**Record set:**
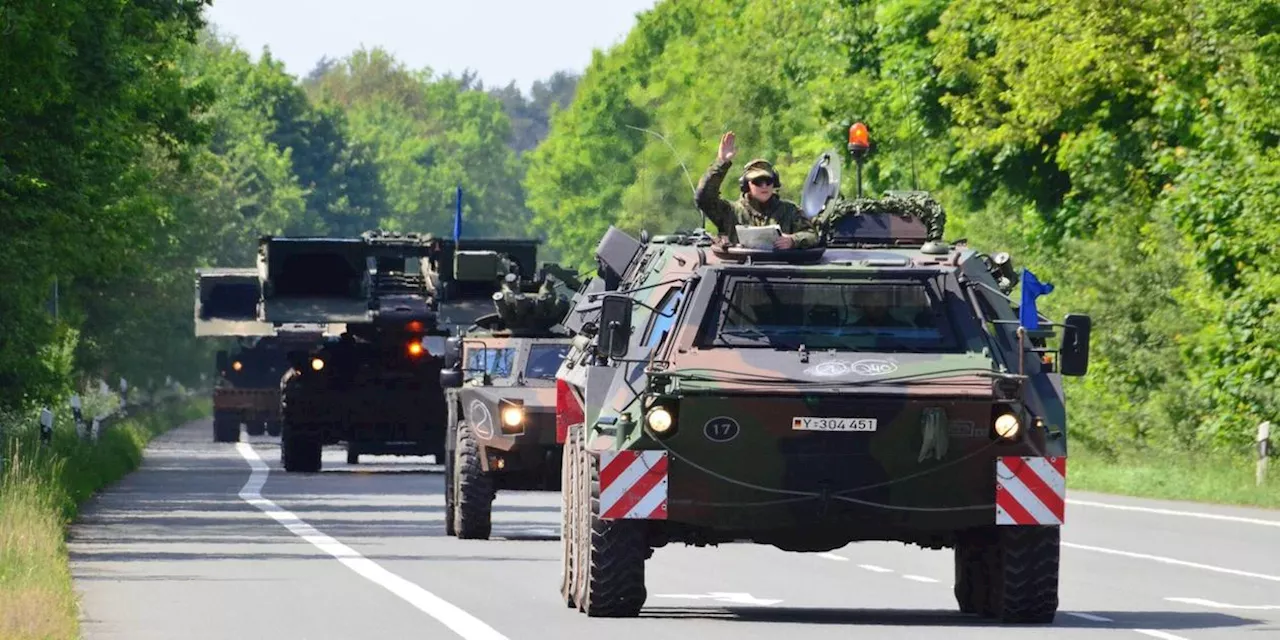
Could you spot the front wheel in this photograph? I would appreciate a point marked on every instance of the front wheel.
(225, 426)
(472, 489)
(300, 453)
(611, 553)
(1009, 572)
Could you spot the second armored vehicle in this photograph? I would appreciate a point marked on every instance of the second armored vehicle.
(502, 400)
(247, 380)
(878, 387)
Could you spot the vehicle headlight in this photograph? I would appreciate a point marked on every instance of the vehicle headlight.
(659, 420)
(512, 416)
(1008, 426)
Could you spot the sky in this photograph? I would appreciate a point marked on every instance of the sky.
(502, 40)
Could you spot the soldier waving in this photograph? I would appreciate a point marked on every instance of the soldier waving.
(758, 205)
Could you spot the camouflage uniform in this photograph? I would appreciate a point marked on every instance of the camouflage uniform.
(746, 211)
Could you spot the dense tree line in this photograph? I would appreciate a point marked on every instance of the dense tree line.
(137, 145)
(1124, 151)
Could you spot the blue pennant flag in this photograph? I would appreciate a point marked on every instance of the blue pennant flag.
(1032, 289)
(457, 216)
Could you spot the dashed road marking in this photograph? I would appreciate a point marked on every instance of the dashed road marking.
(1224, 606)
(919, 579)
(1161, 635)
(1088, 617)
(1173, 561)
(449, 615)
(1175, 512)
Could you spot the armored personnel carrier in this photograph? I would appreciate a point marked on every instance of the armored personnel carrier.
(247, 379)
(499, 374)
(877, 387)
(375, 388)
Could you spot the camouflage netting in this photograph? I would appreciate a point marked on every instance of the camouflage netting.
(917, 205)
(535, 311)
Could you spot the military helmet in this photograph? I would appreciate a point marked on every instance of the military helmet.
(757, 168)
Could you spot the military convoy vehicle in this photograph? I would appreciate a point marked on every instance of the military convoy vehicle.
(376, 385)
(499, 373)
(877, 387)
(247, 380)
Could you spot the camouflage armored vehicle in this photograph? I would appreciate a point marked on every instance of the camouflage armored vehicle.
(501, 376)
(247, 380)
(376, 385)
(876, 387)
(375, 388)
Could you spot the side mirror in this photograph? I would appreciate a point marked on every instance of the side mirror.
(616, 325)
(451, 379)
(1074, 355)
(452, 352)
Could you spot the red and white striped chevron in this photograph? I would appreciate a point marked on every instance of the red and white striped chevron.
(634, 485)
(1031, 490)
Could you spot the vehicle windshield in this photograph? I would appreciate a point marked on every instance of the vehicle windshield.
(865, 315)
(494, 361)
(544, 360)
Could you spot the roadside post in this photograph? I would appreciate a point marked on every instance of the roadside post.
(1264, 451)
(78, 415)
(46, 426)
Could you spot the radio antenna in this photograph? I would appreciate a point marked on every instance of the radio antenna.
(693, 191)
(910, 138)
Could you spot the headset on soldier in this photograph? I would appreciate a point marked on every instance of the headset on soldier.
(758, 164)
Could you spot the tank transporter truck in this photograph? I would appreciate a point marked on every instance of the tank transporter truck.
(880, 385)
(499, 374)
(247, 378)
(375, 387)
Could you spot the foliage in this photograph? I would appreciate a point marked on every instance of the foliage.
(41, 490)
(1125, 151)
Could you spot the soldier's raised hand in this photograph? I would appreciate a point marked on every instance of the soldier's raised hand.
(727, 151)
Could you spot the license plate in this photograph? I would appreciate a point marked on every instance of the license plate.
(833, 424)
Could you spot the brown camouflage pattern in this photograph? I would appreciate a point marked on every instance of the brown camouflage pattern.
(910, 479)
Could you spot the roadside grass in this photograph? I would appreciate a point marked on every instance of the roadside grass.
(41, 490)
(1175, 476)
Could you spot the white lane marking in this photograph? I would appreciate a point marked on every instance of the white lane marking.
(449, 615)
(919, 579)
(1180, 513)
(1161, 635)
(726, 597)
(1088, 617)
(1224, 606)
(1173, 561)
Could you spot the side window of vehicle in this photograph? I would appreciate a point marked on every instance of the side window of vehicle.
(496, 361)
(664, 318)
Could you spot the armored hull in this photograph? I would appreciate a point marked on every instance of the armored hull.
(878, 388)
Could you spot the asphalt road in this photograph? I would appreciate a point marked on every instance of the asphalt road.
(215, 542)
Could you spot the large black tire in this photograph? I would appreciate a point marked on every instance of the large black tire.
(1025, 588)
(225, 428)
(298, 453)
(977, 561)
(472, 489)
(568, 520)
(611, 552)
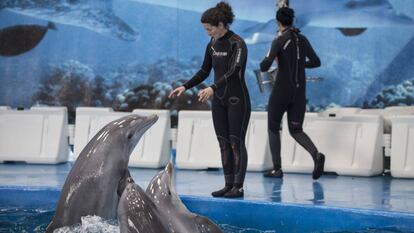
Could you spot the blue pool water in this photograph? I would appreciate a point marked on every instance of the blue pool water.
(27, 210)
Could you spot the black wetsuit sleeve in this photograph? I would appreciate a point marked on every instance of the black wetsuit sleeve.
(271, 55)
(203, 73)
(239, 58)
(313, 59)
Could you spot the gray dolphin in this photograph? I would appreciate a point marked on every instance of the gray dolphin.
(159, 209)
(91, 187)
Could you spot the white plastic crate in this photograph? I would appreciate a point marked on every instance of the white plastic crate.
(38, 135)
(402, 146)
(198, 148)
(352, 145)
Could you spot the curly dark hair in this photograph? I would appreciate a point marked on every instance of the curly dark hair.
(285, 16)
(222, 12)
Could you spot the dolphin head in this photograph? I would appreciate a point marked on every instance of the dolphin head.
(120, 136)
(161, 188)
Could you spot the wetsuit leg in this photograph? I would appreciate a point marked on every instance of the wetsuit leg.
(296, 114)
(275, 111)
(220, 120)
(239, 110)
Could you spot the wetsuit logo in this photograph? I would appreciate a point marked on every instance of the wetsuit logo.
(218, 54)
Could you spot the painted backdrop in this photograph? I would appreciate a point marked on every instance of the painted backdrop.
(129, 54)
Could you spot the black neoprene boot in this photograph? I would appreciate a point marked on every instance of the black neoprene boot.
(221, 192)
(319, 165)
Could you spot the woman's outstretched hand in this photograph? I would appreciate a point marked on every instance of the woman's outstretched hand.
(176, 92)
(205, 94)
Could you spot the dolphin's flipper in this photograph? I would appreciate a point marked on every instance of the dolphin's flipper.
(137, 213)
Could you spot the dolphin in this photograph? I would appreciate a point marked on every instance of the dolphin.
(92, 185)
(159, 209)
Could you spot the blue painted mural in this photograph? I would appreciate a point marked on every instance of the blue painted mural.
(130, 54)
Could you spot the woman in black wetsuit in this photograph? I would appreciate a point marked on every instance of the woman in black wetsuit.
(226, 53)
(290, 50)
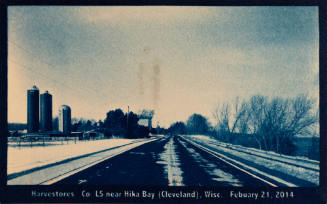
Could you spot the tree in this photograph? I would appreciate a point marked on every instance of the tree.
(197, 124)
(177, 128)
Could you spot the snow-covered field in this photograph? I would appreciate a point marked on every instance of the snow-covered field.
(299, 167)
(25, 158)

**Given task:** Reproduce the material above line for line, word for word, and leave out the pictures.

**The answer:**
Could you spot the front wheel in this photograph? I would appreciate a point marked on every instance of the front wheel.
(225, 426)
(472, 489)
(300, 453)
(611, 553)
(1009, 572)
Could you spot the second armored vehicle in this photograph? I would appreciate a point marked on every instance of the second armored vehicle.
(502, 400)
(247, 380)
(878, 387)
Could you spot the vehicle headlight in this photograph? I would appreciate a point marked on every instance of the vehicle headlight.
(659, 420)
(512, 416)
(1008, 426)
Could you spot the sky in this photograph? I would appreciate a point marked on every instance of the sky.
(502, 40)
Could you spot the soldier waving in this photograph? I would appreciate a point marked on every instance of the soldier waving.
(758, 205)
Could you spot the camouflage uniform in this photograph? I would appreciate a point marked on every instance of the camouflage uniform.
(746, 211)
Could you spot the dense tree line in this photograph? I would appreciate a point marked on every instance of the dense tree line.
(137, 145)
(1124, 151)
Could you spot the blue pennant flag in this photograph? I would appreciate a point marked on every instance of the blue pennant flag.
(1032, 289)
(457, 216)
Could you spot the dashed road marking in this photograph? I would appreciate a point marked on every instance of the dashed road marking.
(1224, 606)
(919, 579)
(1161, 635)
(1088, 617)
(1173, 561)
(449, 615)
(1175, 512)
Could you spot the armored personnel carrier in this photograph? I would appreciate a point marked on every instance of the armored personnel carrier.
(247, 379)
(499, 374)
(877, 387)
(375, 388)
Could you spot the camouflage netting in this photograph? I would appreciate a point marked on every instance of the camouflage netting.
(917, 205)
(535, 311)
Could you spot the military helmet in this photograph? I would appreciate a point marked on every instance of the military helmet.
(757, 168)
Could you spot the military convoy vehicle in this photograph? I would appreciate a point marked on every instance of the military convoy vehicle.
(376, 385)
(499, 373)
(877, 387)
(247, 380)
Could you spot the camouflage armored vehicle in this photograph? I would appreciate a point marked on every instance of the camouflage armored vehicle.
(501, 376)
(247, 380)
(376, 385)
(876, 387)
(375, 388)
Could you spot the side mirror in this photograph? I would appreciate a point marked on every instance of the side mirror.
(616, 325)
(451, 379)
(1074, 355)
(452, 352)
Could you spot the red and white striped chevron in this photograph? I would appreciate a point marked on every instance of the red and white striped chevron.
(634, 485)
(1031, 490)
Could you spot the vehicle windshield in this photograph? I would appreciate a point marked on every instance of the vehicle windshield.
(865, 315)
(494, 361)
(544, 360)
Could you spot the roadside post in this photograph? I would appreciate a point marked on every instance of the roadside post.
(1264, 451)
(78, 415)
(46, 426)
Could you spot the radio antenna in this photograph? I would appreciate a point marked on every instance of the radio antenna.
(693, 191)
(910, 138)
Could you spot the headset on soldier in this photograph? I would appreciate a point marked on every instance of the headset on soldier.
(758, 164)
Could you spot the tank transporter truck in this photograph? I would appreciate a point marked on every instance of the tank transporter truck.
(880, 385)
(499, 374)
(247, 378)
(375, 387)
Could you spot the foliage in this photograph? I would appreciate a point marked on every instance of the foliage.
(41, 490)
(1125, 151)
Could you spot the soldier's raised hand in this photograph? I would appreciate a point marked on every instance of the soldier's raised hand.
(727, 151)
Could you spot the license plate in this photograph? I would appreciate a point marked on every instance of the license plate.
(833, 424)
Could you spot the brown camouflage pattern in this photograph? I would appreciate a point marked on every instance of the brown camouflage pattern.
(910, 479)
Could you spot the roadside grass in this photograph? I would appreciate a point marked on every instance of the roadside grass.
(41, 490)
(1175, 476)
Could you spot the white lane marking in this photograph? I would appreciate a point marked on every instance of the white lane marking.
(449, 615)
(919, 579)
(1180, 513)
(1161, 635)
(726, 597)
(1088, 617)
(1224, 606)
(1173, 561)
Could you spot the side window of vehicle in this photograph? I would appreciate a point marked on every instance of the side window of vehicle.
(496, 361)
(664, 318)
Could you spot the armored hull in this photograph? I would appreciate a point marked on every instance of the armored hull.
(878, 388)
Could you spot the asphalt road in this photograph? I would appreciate a point marked on every instance of the asphalt road.
(215, 542)
Could you spot the large black tire in this photograph? I would appreciate a point marked on every instance of the large black tire.
(1025, 588)
(225, 428)
(298, 453)
(977, 561)
(472, 489)
(568, 520)
(611, 552)
Could you spot the blue pool water in this photograph? I would appreciate a point marked on every instance of the blue pool water.
(27, 210)
Could you spot the black wetsuit sleeve in this photograph? I would appreciate a point marked on every instance of the black wetsuit sleeve.
(271, 55)
(203, 73)
(239, 58)
(313, 59)
Could you spot the gray dolphin in this photograph? I would appreciate a point marked on every instance of the gray dolphin.
(159, 209)
(91, 187)
Could you spot the white plastic crate in this photograph? I would appreciate a point marked on every instance of the white plastic crate.
(38, 135)
(402, 146)
(198, 148)
(352, 145)
Could you spot the curly dark hair in this photograph? I would appreciate a point marked on every instance of the curly dark hair.
(285, 16)
(222, 12)
Could you spot the dolphin head in this photograph? I would appreciate a point marked on every instance of the dolphin head.
(120, 136)
(161, 188)
Could you spot the wetsuit leg in this photograph? I would appreciate a point marked on every instance of the wetsuit leg.
(296, 114)
(275, 111)
(220, 120)
(239, 110)
Could you spot the wetsuit logo in this photograph? I would appreciate a point marked on every instance of the wetsuit logo.
(218, 54)
Could you spot the painted backdrop in this photograph? I would appreciate a point marked on every instance of the painted backdrop.
(129, 54)
Could you spot the black neoprene boot in this photograph? I would appreciate a point marked on every instance of the black neoprene boot.
(221, 192)
(319, 165)
Could you spot the woman's outstretched hand in this photograph? I would appreciate a point marked on every instance of the woman's outstretched hand.
(176, 92)
(205, 94)
Could you spot the dolphin's flipper in this photograph? I would appreciate a point marked on every instance of the dolphin's flipper.
(137, 213)
Could you spot the dolphin in this photograph? I would appreciate a point marked on every instance of the dolphin.
(92, 185)
(159, 209)
Could you spot the blue painted mural in this photograph? I would appreciate a point marked on every instance of the blue painted mural.
(130, 54)
Could you spot the woman in black wetsuit in this photograph? I would appreciate a point marked on every instance of the woman in black wetsuit.
(226, 53)
(290, 50)
Could you spot the tree in this photograph? I would appreciate a point marked on every instance of the tree.
(197, 124)
(177, 128)
Could you spot the snow-covered field in this photograph? I would appreciate a point marked on every instance of the snow-covered field.
(299, 167)
(25, 158)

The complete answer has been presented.